Task description:
Scan the records for lines with the word "above", and copy every such line.

Data shown:
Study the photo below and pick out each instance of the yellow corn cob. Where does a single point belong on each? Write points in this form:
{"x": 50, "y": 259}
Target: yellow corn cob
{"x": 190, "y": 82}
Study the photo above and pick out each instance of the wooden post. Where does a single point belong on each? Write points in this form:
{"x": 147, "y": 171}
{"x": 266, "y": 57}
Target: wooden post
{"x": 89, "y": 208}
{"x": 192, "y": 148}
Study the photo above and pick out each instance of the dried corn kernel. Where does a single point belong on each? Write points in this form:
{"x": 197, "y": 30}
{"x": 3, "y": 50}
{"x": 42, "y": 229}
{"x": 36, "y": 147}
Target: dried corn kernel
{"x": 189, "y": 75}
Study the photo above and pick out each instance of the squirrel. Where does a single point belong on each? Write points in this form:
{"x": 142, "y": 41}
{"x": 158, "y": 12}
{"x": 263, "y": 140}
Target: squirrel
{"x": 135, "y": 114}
==
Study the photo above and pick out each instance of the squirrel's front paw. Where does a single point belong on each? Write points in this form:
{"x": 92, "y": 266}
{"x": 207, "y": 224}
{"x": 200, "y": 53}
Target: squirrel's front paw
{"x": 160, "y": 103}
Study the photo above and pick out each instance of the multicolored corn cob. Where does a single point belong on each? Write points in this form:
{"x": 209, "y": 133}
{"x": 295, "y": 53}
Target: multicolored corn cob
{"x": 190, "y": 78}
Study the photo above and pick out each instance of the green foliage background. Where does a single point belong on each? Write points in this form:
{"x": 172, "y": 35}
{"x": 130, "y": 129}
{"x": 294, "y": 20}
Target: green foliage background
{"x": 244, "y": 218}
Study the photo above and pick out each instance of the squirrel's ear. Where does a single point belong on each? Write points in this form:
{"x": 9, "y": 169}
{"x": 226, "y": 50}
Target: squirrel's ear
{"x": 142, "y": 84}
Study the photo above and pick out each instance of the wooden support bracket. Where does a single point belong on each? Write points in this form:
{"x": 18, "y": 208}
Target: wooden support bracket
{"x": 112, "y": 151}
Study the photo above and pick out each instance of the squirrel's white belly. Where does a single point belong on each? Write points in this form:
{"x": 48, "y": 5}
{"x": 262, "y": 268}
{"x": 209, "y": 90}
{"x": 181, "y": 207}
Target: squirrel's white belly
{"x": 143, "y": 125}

Response area:
Study the photo above and pick out each instance of the wooden post. Where does a single point belong on each? Write points in this form:
Study the photo above and pick out each instance of the dried corn kernel. Where does a single point belong on each? Write points in this form:
Study the photo above and pick out each instance of the squirrel. Where does a single point belong on each? Write points in this form:
Study the photo above and pick out each instance of the squirrel's front paw. Where does a single point belong on each? Write points in this form:
Study the photo above and pick out each instance of the multicolored corn cob. Where does a single point belong on each? Write points in this form:
Study the photo above and pick out each instance of the green foliage background. Where does a single point belong on each? Write points in this form:
Study the photo above and pick out each instance of the squirrel's ear. Where does a single point belong on each? Write points in this form:
Study the photo above and pick out each instance of the wooden support bracket. Where does a single point belong on each? Write points in this form:
Study the photo above and pick out each instance of the squirrel's white belly. Where does a single point belong on each? Write points in this form:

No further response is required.